[EXTRAIT DU DOCUMENT]

C) La précarité en question
La circulation migratoire des Roms roumains est mal comprise
car la population migrante est peu connue. Au cours de cette étude, huit
acteurs ont mentionné l'existence d'un lien entre la migration des Roms
et la précarité dans laquelle ils vivent. J'ai eu l'occasion de
constater que la question de la précarité est, également,
source de confusion. En effet, la précarité peut être
perçue comme la cause, ou la conséquence de cette migration.
1) La précarité : cause de la migration ?
Sept personnes interrogées dans le cadre de cette
étude, ont mentionné la précarité en tant que cause
de la migration. La précarité est, pour ces acteurs, le facteur
répulsif qui pousserait les migrants hors de Roumanie. La comparaison
entre le niveau de vie en Roumanie et le niveau de vie en France est souvent
opérée. La différence de niveau de vie entre les deux pays
est présentée par ces acteurs, comme l'un des principaux
facteurs, de cette migration.
Mh. - « Au moment où ils passent une
frontière étrangère, ils voient ce qu'ils
n'ont pas ici. Ils communiquent, les Roms de la
communauté. S'ils entendent
que là-bas c'est bien, ils s'y rendront puisqu'ils
ne pensent pas que ça puisse
être mieux ici. »138
En Roumanie, la vie est réputée plus difficile
à l'étranger. Mh. exprime ici un sentiment répandu dans la
société roumaine. De nombreux Roumains sont pessimistes quant
à la capacité qu'ont les pouvoirs publics de mettre en place des
actions efficaces, qui soient en mesure d'améliorer le quotidien des
citoyens. Dès lors, je pense que le manque de confiance en un avenir
meilleur, est un facteur répulsif à prendre en compte. Il est
probable que ce facteur est plus décisif que la précarité
en elle même. La référence à la communication entre
les membres de la communauté est importante. Elle évoque la
capacité d'adaptation du groupe et la mise en place de stratégies
migratoires pour tenter d'échapper à la misère. C'est
ainsi la volonté d'améliorer sa situation qui est
présentée comme un élément décisif de ce
phénomène migratoire.

[DONNÉES]
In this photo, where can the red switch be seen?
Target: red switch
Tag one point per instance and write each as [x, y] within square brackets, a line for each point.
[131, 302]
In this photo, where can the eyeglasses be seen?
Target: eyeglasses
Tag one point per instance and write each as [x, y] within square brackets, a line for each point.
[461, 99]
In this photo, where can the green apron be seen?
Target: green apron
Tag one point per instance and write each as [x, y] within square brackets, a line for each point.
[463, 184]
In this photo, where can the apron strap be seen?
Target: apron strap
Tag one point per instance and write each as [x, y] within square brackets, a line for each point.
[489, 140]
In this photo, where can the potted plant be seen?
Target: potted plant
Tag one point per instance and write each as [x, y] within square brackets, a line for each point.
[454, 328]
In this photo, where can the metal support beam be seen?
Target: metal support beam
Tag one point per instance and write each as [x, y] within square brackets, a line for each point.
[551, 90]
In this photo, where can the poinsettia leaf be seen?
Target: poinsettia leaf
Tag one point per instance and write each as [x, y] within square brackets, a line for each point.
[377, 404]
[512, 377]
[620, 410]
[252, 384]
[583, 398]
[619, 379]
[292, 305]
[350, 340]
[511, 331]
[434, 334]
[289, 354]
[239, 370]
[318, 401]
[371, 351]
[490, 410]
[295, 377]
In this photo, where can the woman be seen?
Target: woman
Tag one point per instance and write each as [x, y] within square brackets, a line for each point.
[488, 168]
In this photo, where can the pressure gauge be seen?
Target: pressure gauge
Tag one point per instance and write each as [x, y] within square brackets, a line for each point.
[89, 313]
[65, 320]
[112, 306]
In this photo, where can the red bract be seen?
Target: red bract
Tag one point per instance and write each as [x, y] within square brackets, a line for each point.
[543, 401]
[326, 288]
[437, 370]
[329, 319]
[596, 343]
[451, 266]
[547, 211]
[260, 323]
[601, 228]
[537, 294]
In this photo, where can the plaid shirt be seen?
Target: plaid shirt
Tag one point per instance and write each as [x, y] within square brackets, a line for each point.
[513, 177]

[CONSIGNES]
A – Recopiez le passage de l'extrait sur la précarité des Roms roumains qui va de « 1) La précarité » jusqu'à « facteurs, de cette migration. » inclus.
B – Répondez brièvement à partir de l'extrait sur la précarité des Roms roumains.
(i) Combien d'acteurs ont évoqué un lien entre la migration des Roms et leur précarité ?
(ii) Combien de personnes interrogées voient dans la précarité une cause de la migration ?
(iii) Entre quels deux niveaux de vie la comparaison est-elle souvent faite ?

[RÉPONSES]
A –
1) La précarité : cause de la migration ?
Sept personnes interrogées dans le cadre de cette
étude, ont mentionné la précarité en tant que cause
de la migration. La précarité est, pour ces acteurs, le facteur
répulsif qui pousserait les migrants hors de Roumanie. La comparaison
entre le niveau de vie en Roumanie et le niveau de vie en France est souvent
opérée. La différence de niveau de vie entre les deux pays
est présentée par ces acteurs, comme l'un des principaux
facteurs, de cette migration.

B –
(i) Huit acteurs.
(ii) Sept personnes.
(iii) Entre le niveau de vie en Roumanie et le niveau de vie en France.